# Complete the following
a - In the forum thread about the Mogadishu case study, who is named as the author of the case study?
b - From the Mogadishu case study thread, extract the passage from "The Urban Area Case Study: Mogadishu - Tactical Level I, by" to "this sound familiar?".
c - Continue the forum thread on the Mogadishu case study from where it stops.

— START OF Source —

# The Urban Area Case Study: Mogadishu - Tactical Level I



## Boondocksaint375 (May 12, 2008)

The Urban Area Case Study: Mogadishu - Tactical Level I, by SFC Matthew Eversmann  (pdf attached)


----------



## AWP (May 12, 2008)

A lot of forethought and experience went into this, if only other units had listened early on in OIF. ke4gde, does this sound familiar?



> God bless our cooks who stepped up and came to our assistance in
> the relief convoys. They literally put down the spoons and spatulas
> and grabbed their weapons to go to the fight. That is the warrior
> mentality. When we go again, it just might be that low-density military
> ...


----------



## mattie2u (May 12, 2008)

Excellent case study.  I can think of a couple people who would like reading it.
Thanks!


----------



## sgtlew (May 26, 2008)

great study.  Thanks.

— END OF Source —
— START OF Given information —

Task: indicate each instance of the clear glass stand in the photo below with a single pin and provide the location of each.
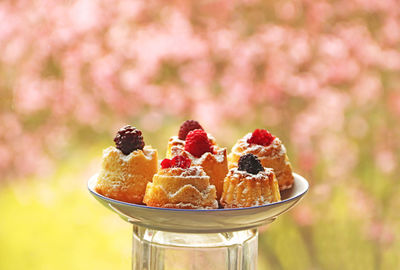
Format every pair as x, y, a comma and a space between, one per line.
161, 250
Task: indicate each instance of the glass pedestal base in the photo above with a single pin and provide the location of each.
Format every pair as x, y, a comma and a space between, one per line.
160, 250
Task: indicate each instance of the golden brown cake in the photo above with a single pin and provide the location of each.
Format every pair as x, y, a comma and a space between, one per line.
126, 170
272, 155
186, 188
244, 189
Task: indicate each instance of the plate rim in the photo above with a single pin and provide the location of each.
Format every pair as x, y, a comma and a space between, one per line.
301, 194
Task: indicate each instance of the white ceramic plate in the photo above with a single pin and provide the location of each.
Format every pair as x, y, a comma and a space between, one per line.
203, 221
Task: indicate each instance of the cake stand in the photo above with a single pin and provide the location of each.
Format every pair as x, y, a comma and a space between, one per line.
172, 239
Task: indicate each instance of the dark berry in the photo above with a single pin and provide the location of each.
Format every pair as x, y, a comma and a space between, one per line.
197, 143
186, 127
261, 137
250, 163
129, 139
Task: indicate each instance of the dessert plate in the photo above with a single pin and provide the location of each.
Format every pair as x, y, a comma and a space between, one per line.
203, 221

— END OF Given information —

# Responses to the exercise
a - SFC Matthew Eversmann

b -
The Urban Area Case Study: Mogadishu - Tactical Level I, by SFC Matthew Eversmann  (pdf attached)


----------



## AWP (May 12, 2008)

A lot of forethought and experience went into this, if only other units had listened early on in OIF. ke4gde, does this sound familiar?

c -
----------



## GPotocki (May 27, 2008)

Excellent Work:2c:


----------



## nobodythank you (Jun 2, 2008)

Freefalling said:


> A lot of forethought and experience went into this, if only other units had listened early on in OIF. ke4gde, does this sound familiar?



a bit late but yes, yes, a thousand times yes. Everytime I would ask.."Sarge? We can make commo with God now. When can we learn/practice our soldier skills?"

..."Oh Support Company will NEVER go to war......now go put up that antenna"

:doh:


----------



## Rabid Badger (Jun 2, 2008)

Fukn commanders with no foresight. 

I seem to remember a recent convoy of mechanics that put up a pretty good fight until several died and several were captured, all while the 'commanders' stayed in the rear with the gear and had no clue their folks were even being engaged.

Had they've been more prepared....

I came to know Matt while deployed ELIPSECO. Great guy, tough dude.

Fukn commanders with no foresight.

:2c:


----------



## RackMaster (Jun 2, 2008)

ke4gde said:


> a bit late but yes, yes, a thousand times yes. Everytime I would ask.."Sarge? We can make commo with God now. When can we learn/practice our soldier skills?"
> 
> ..."Oh Support Company will NEVER go to war......now go put up that antenna"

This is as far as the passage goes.